• [Goal]:
From the entries below, pull out every line containing the string "crest", copying each line whole. Case counts.

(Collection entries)
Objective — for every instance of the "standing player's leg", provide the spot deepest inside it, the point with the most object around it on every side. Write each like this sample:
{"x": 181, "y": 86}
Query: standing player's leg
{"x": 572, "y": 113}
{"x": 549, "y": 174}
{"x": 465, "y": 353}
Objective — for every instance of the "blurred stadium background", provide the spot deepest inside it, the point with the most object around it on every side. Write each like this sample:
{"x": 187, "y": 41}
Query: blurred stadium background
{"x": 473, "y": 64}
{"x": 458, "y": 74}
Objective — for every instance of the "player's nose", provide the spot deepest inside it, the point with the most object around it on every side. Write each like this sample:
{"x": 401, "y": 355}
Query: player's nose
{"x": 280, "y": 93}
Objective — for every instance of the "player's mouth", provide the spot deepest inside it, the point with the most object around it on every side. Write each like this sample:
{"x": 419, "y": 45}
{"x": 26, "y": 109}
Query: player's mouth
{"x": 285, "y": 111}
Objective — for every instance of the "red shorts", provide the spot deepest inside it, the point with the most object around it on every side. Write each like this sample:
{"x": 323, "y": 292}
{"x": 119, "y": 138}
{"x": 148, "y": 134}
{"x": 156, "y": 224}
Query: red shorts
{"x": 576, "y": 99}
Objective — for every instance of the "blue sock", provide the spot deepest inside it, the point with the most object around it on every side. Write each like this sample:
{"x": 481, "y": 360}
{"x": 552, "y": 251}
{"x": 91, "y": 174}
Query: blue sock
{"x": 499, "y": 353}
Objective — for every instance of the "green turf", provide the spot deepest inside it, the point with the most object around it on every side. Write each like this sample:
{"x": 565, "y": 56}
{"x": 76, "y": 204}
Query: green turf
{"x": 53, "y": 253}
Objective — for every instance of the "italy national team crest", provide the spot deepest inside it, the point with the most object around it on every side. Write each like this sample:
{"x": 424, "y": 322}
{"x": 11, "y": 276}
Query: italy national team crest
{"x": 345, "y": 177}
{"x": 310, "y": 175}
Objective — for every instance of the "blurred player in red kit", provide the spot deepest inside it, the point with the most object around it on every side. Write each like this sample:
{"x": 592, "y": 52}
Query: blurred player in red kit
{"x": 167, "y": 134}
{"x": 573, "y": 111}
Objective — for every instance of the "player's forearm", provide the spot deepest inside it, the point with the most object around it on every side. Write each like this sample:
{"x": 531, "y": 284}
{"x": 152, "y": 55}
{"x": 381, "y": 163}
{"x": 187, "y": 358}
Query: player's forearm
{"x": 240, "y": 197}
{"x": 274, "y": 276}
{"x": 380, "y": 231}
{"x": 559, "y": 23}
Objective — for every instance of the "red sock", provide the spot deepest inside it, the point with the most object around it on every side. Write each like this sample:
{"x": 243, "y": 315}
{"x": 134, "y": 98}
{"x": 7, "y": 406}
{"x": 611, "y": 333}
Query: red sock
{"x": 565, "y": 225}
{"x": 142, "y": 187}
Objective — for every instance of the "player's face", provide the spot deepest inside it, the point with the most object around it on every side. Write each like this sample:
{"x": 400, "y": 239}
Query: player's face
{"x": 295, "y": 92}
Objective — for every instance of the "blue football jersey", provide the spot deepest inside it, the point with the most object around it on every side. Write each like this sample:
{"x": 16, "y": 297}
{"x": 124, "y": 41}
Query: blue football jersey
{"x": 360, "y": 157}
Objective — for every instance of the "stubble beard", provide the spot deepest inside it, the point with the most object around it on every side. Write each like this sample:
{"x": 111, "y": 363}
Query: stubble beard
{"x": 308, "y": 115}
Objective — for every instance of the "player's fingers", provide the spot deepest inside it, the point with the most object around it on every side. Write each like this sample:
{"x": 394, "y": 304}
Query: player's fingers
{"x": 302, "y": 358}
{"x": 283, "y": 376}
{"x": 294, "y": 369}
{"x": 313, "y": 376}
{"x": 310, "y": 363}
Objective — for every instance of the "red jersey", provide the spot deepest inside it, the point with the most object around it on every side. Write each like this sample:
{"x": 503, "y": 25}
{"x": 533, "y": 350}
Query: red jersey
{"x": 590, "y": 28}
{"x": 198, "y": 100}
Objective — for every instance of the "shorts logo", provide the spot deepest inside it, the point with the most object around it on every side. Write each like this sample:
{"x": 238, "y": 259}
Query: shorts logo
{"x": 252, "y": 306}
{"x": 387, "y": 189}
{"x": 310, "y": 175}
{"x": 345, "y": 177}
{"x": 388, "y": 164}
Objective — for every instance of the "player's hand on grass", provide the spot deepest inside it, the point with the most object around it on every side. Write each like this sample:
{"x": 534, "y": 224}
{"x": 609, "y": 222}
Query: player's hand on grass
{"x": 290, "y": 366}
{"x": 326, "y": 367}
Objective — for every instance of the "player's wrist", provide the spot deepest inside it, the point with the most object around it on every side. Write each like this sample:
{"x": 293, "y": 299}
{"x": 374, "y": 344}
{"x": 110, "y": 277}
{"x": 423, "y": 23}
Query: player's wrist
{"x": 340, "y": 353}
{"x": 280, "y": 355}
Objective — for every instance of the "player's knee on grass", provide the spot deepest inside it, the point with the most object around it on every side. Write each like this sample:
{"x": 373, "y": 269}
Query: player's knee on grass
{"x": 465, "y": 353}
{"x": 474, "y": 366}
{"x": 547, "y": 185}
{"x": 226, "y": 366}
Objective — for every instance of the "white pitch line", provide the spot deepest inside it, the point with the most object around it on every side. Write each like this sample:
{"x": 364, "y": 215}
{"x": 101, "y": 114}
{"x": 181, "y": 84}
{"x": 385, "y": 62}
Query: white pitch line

• [Result of the exercise]:
Objective — for every instance of the "italy national team crest", provide the spot deepest inside it, the point with the most object around it on every side. Write each like this sample:
Query: italy national team crest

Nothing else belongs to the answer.